**Aim of the exercise**
Set down exactly the lines from the one containing "If you could place a marker on the phone" through the last line of the records below, both included, and nothing else.

**** Supplied material

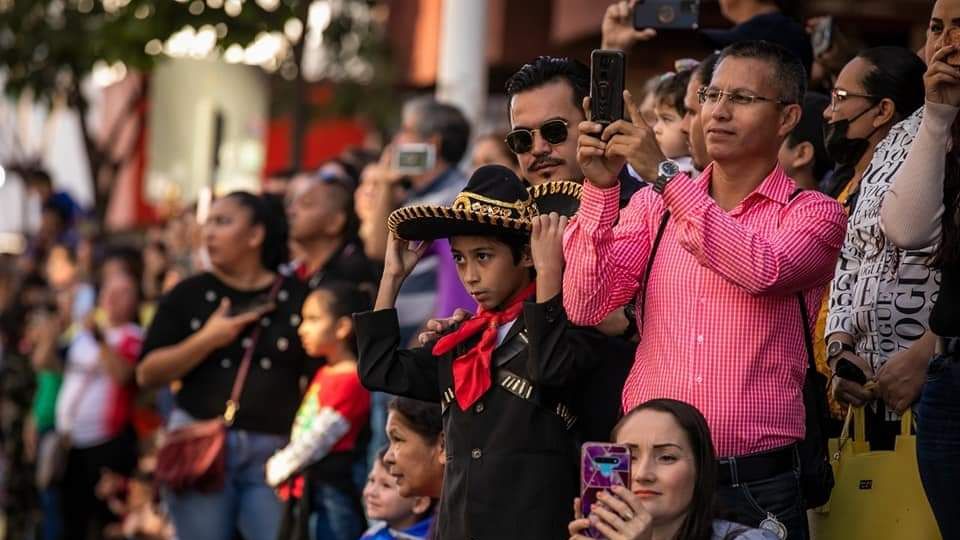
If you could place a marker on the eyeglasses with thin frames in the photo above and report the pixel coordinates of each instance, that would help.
(713, 96)
(839, 95)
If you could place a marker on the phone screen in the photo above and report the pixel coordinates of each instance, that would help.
(602, 466)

********

**Full answer**
If you could place a marker on the phone screen in the photo above and report the pixel coordinates of each instance, that would help.
(602, 466)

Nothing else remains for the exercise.